**WHAT IS BEING ASKED**
Please select every line in the records below that contains the word "green" and copy those lines out.
-------------------------
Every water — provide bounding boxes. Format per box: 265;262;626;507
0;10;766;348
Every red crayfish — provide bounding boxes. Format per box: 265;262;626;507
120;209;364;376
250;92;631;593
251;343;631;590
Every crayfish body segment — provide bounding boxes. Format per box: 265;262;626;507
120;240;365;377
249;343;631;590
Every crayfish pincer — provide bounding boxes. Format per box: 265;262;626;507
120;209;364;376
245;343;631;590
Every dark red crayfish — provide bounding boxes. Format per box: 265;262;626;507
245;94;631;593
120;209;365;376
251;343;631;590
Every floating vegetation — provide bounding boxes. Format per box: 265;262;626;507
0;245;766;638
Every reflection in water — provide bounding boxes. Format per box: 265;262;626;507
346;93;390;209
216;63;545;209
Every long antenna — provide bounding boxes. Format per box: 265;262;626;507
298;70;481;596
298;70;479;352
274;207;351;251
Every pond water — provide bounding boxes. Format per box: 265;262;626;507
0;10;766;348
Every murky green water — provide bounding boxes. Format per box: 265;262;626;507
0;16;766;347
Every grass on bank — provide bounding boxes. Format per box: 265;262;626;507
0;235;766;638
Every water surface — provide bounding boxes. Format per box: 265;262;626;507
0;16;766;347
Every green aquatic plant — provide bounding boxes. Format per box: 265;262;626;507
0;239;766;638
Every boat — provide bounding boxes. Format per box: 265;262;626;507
-------------------------
**ANSWER TO THIS EXERCISE**
Every murky green water — provide bounding boxes. Format per box: 265;262;626;507
Every green aquatic plant — provide bounding boxes. Format per box: 265;262;626;507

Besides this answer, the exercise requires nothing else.